### Written task
Scale the data from the line containing "Check that every instance of the bokeh" down to the line containing "[[94, 139]]", both included, and write out only those lines again, requests included. Multiply every coordinate in the answers by 1.1 and round to whole numbers, with halves rounded up, leaving the requests and their format samples unchanged.
------ Records shown
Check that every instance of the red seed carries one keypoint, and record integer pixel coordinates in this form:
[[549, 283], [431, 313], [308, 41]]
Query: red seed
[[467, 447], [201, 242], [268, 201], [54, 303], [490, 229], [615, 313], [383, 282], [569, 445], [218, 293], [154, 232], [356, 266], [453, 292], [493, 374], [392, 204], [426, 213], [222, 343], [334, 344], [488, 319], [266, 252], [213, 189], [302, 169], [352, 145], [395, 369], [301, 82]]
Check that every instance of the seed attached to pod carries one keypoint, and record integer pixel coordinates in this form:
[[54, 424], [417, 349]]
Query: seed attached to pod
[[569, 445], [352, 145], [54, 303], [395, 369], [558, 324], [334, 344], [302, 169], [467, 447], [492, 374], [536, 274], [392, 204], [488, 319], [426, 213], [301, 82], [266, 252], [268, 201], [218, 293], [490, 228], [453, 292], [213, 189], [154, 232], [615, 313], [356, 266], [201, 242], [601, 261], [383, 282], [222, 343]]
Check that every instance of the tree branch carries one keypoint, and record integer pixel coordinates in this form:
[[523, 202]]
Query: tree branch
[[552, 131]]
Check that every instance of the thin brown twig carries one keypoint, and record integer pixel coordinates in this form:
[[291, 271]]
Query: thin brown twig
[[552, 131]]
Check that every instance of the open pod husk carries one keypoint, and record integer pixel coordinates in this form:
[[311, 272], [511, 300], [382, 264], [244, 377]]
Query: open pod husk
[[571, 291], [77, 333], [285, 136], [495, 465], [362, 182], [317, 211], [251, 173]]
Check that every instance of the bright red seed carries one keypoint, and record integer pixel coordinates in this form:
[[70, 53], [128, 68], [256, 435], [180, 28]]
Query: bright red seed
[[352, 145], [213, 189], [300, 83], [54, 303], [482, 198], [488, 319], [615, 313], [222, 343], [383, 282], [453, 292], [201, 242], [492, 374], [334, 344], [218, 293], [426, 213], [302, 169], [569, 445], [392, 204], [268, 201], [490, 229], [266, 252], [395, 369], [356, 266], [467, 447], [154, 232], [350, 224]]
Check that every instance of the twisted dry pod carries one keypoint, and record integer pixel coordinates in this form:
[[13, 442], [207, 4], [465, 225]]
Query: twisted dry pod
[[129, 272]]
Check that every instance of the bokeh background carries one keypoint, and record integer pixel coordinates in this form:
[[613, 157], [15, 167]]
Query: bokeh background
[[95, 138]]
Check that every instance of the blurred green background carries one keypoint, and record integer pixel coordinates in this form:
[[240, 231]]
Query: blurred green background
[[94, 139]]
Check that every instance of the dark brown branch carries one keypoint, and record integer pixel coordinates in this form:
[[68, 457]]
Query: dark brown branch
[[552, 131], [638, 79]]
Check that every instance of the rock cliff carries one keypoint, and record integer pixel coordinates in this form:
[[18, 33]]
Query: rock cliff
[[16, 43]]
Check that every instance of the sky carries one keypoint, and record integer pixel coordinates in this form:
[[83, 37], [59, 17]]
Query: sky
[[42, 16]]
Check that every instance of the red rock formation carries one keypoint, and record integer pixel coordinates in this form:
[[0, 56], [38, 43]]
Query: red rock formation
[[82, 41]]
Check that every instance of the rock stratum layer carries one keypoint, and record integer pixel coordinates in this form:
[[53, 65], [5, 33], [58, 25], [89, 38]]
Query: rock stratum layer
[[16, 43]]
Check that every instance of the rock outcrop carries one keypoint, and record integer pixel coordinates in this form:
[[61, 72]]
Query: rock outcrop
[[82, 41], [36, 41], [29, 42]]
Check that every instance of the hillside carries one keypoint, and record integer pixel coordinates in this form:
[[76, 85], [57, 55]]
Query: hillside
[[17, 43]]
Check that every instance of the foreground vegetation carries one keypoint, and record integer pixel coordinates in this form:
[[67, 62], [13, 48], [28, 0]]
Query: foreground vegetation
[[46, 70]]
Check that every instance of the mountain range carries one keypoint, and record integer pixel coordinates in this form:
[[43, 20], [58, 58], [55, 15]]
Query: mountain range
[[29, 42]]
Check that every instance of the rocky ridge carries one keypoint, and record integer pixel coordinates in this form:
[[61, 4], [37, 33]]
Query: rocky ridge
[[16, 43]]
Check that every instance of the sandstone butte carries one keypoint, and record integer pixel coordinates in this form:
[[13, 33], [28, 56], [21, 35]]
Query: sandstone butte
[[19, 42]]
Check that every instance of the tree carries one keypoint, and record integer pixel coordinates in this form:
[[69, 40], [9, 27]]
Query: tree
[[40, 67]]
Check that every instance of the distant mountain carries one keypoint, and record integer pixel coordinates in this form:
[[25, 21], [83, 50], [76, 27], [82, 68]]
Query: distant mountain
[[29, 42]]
------------
### Worked answer
Check that every instance of the bokeh background carries one keypoint, and record integer pixel coordinates in this form:
[[613, 157], [15, 167]]
Query: bokeh background
[[105, 152]]
Check that every instance of the blurred green background carries one keypoint, and record integer pixel coordinates in this form:
[[240, 231]]
Query: blurred green background
[[103, 153]]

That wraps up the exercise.